▶ [Work instructions]: Return the lines below exactly, starting with the line that contains "Please mark the person" and stopping after the last line.

▶ [Supplied entries]:

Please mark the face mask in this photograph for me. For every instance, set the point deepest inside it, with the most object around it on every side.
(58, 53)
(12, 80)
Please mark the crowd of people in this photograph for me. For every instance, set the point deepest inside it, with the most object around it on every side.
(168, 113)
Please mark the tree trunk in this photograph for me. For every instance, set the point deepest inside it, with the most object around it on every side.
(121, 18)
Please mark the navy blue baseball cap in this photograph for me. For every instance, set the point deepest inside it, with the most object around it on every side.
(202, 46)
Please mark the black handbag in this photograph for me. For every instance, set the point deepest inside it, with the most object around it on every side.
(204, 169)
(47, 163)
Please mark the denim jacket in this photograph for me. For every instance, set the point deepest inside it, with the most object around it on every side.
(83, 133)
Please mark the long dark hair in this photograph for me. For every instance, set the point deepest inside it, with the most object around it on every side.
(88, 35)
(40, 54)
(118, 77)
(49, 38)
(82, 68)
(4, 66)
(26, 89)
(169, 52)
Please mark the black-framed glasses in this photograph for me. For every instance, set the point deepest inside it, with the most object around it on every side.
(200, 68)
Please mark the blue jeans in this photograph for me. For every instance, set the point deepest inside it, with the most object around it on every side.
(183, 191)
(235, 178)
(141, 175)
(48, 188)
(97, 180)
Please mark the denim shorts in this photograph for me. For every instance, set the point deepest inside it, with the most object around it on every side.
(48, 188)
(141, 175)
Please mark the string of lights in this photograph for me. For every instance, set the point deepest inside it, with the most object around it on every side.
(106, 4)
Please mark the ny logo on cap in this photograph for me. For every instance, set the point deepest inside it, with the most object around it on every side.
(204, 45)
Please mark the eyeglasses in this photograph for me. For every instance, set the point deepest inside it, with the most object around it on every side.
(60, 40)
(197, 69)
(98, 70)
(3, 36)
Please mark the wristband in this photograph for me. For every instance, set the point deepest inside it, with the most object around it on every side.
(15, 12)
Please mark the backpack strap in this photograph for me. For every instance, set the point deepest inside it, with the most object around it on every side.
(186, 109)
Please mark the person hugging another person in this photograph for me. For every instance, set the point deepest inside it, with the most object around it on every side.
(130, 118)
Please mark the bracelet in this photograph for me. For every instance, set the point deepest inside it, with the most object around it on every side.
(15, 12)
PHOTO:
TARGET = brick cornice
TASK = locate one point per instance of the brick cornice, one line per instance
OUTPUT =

▶ [Answer box]:
Please mark the person hugging another person in this photograph for me. For every instance, set the point deepest inside it, with the most object around it on every side.
(130, 118)
Please mark the bracelet in this photograph for me. For every instance, set the point deepest inside it, with the most object around it on every side.
(15, 12)
PHOTO:
TARGET = brick cornice
TASK = locate one point per instance of the brick cornice, one line per instance
OUTPUT =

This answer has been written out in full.